# CUPLIKAN DOKUMEN:
Rabu, April 15, 2009

Panjat Pinang, Gaya Hidup Elit Politik Kita


Oleh: Muh. Ardian Kurniawan

Terkadang kita bisa melihat sesuatu yang besar dari sikap kita memandang sesuatu yang kecil. Kehidupan berbangsa dan bernegara elit-elit politik kita pada masa ini pun dapat kita lihat dari hal yang kecil.

Seorang anak dengan bertelanjang dada mendongak. Di atasnya tergantung secara melingkar beragam bungkusan-bungkusan menarik. Ada uang, baju, celana, sarung, mainan anak-anak, seragam sekolah dalam bungkusan itu, dan bungkusan-bungkusan lainnya. Ia tertarik untuk mengambilnya. Tapi untuk itu, ia mesti berhadapan dengan musuh yang begitu angkuh. Sebuah tiang. Sebenarnya tidak sulit jika yang dihadapi hanya sekadar tiang. Tetapi ini adalah tiang dengan tubuh yang habis dilumuri pelumas. Jika mencoba memanjatnya akan begitu sulit karena efek licin yang ditimbulkan oleh pelumas itu. Ia memandang sekitarnya. Teman-temannya yang lain telah banyak bertumbangan. Lebih jauh lagi teriakan-teriakan yang terdengar menyoraki namanya adalah lecutan baginya. Suara penonton itu adalah dukungan tulus mereka. Seolah sebagai pahlawan, ia mencoba memanjat. Dipeluknya tiang itu. Seperti pegulat ia bertarung hingga muncul garis-garis urat dari kulitnya yang kecokelatan dan belepotan. Ia mencoba mengambil ancang-ancang. Sekali hentak, ia dapat naik lebih tinggi. Tetapi, ketika sampai di tengah, ia tak dapat menahan tubuhnya yang terasa ditekan-tekan ke bawah oleh pelumas yang menempel pada tiang kayu angkuh itu. Ia terjatuh. Kemudian bergiliran lagi orang lain mencoba. Hingga lima orang setelahnya ternyata tidak bisa juga ada yang mampu menaklukkan tiang kayu itu.
Bergulat. Terjatuh. Bangun. Mencoba lagi. Namun jatuh lagi. Begitu sering kita menyaksikan hal demikian. Itu memang bagian yang tak akan pernah hilang dari panjat pinang sampai ada yang berhasil mendapatkan hadiah. Tepatnya sampai hadiah yang tergantung di puncak kayu pinang itu habis diambil.
Ya, begitulah permainan panjat pinang sulit, aneh, tetapi menyenangkan. Jika sudah keasyikan malah orang tidak berpikir lagi untuk mendapatkan hadiahnya, tetapi penasaran untuk menaklukkan kayu yang menjulang itu.

# MATERI TERSEDIA:
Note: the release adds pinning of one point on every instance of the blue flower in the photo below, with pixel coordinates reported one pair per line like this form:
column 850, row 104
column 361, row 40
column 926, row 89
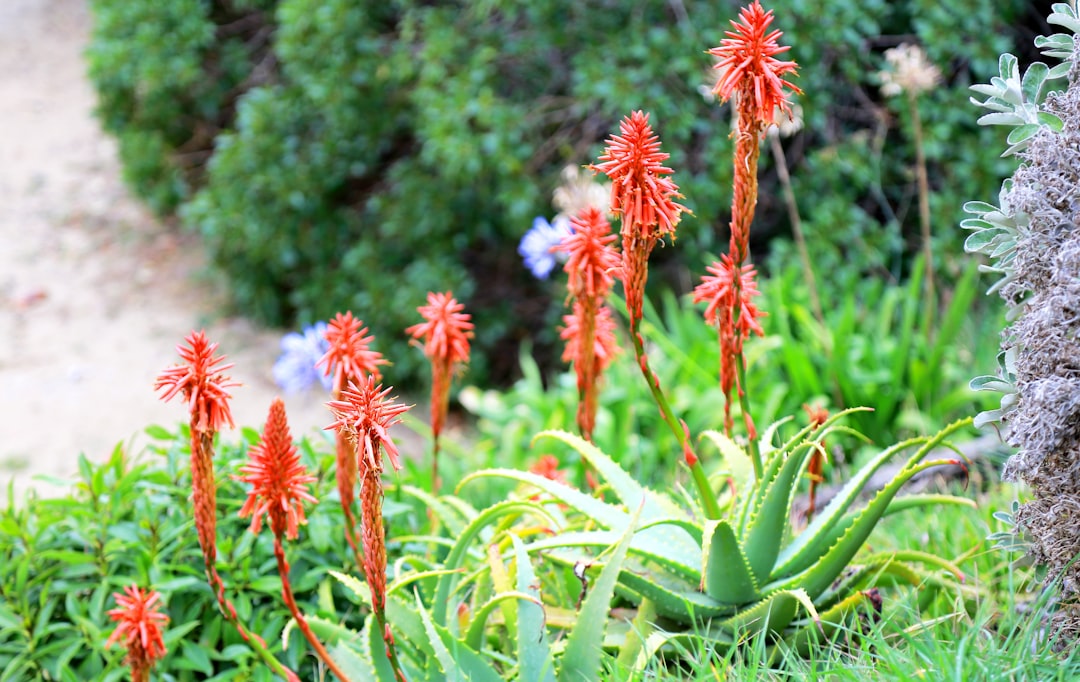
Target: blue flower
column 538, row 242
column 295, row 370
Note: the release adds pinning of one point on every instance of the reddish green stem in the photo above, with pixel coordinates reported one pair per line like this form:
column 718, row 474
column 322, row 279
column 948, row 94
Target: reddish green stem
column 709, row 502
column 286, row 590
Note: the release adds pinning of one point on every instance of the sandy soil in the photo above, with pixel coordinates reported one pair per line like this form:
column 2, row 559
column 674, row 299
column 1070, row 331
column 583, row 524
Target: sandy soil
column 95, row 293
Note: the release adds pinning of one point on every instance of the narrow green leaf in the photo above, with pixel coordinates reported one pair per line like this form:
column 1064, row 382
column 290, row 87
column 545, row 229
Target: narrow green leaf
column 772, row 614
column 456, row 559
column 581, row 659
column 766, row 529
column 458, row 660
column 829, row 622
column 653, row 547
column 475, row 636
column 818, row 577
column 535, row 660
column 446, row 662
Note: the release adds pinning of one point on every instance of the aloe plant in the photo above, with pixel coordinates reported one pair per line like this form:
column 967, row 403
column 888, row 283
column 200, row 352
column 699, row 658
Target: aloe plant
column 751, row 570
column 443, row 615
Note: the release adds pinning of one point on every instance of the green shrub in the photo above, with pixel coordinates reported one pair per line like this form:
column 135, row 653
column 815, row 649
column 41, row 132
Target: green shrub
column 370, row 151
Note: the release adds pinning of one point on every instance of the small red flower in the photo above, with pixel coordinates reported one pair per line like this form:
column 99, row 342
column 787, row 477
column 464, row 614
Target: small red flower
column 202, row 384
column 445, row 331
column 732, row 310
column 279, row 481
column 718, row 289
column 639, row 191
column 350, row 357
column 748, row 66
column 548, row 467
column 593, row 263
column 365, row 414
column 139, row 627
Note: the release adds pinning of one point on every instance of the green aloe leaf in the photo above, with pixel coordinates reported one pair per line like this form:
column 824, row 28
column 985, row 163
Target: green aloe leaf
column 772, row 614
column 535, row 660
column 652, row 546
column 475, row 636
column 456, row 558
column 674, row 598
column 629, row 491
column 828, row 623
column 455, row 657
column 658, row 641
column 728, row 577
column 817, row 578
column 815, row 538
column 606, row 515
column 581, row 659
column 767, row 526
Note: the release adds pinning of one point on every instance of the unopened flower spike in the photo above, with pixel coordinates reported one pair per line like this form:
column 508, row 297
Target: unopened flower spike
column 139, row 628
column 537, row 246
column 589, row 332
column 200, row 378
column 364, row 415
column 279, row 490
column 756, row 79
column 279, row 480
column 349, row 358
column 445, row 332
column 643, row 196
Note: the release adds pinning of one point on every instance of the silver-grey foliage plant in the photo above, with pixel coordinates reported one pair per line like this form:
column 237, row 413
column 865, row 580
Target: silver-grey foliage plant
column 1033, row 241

# BUTIR TUGAS A:
Menurut cuplikan tentang panjat pinang, tiang itu dilumuri apa sehingga sulit dipanjat?
# BUTIR TUGAS B:
Perbarui cuplikan tentang panjat pinang dengan menuliskan ulang bagian mulai dari "Bergulat. Terjatuh. Bangun." hingga dan termasuk "yang menjulang itu.". Ganti "kayu" dengan "batang".
# BUTIR TUGAS C:
Tuliskan lanjutan cuplikan tentang panjat pinang, dimulai sesudah kalimat terakhirnya.

# JAWABAN TERTULIS A:
Pelumas.

# JAWABAN TERTULIS B:
Bergulat. Terjatuh. Bangun. Mencoba lagi. Namun jatuh lagi. Begitu sering kita menyaksikan hal demikian. Itu memang bagian yang tak akan pernah hilang dari panjat pinang sampai ada yang berhasil mendapatkan hadiah. Tepatnya sampai hadiah yang tergantung di puncak batang pinang itu habis diambil.
Ya, begitulah permainan panjat pinang sulit, aneh, tetapi menyenangkan. Jika sudah keasyikan malah orang tidak berpikir lagi untuk mendapatkan hadiahnya, tetapi penasaran untuk menaklukkan batang yang menjulang itu.

# JAWABAN TERTULIS C:
Dan mungkin dahulu di antara kita—saya dan Anda pembaca budiman—pernah mengalami atau paling tidak melihat permainan panjat pinang itu. Permainan ini cukup tenar dan meraih kejayaannya pada hari-hari mendekati tujuh belasan. Permainan masa kini seperti game-game berteknologi canggih, ponsel, atau internet tidak bisa mengalahkan kuatnya pengaruh yang ditawarkan oleh panjat pinang jika sudah memasuki “musimnya” itu. Saya sebut musim karena kebiasaan kita menggemari segala sesuatu secara musiman membuat kita sering mengelompokkannya menjadi musim-musim tertentu. Misalnya bermain layang-layang pada musim kemarau atau ketika angin sedang baik. Dan panjat pinang mendapatkan jatahnya pada saat perayaan tujuh belas agustusan, perayaan untuk memeriahkan hari kemerdekaan Indonesia. Biasanya dalam hari itu, masyarakat mengadakan berbagai lomba-lomba sederhana dan merakyat. Dan yang mendapat perhatian paling banyak dari sekian lomba itu salah satunya panjat pinang.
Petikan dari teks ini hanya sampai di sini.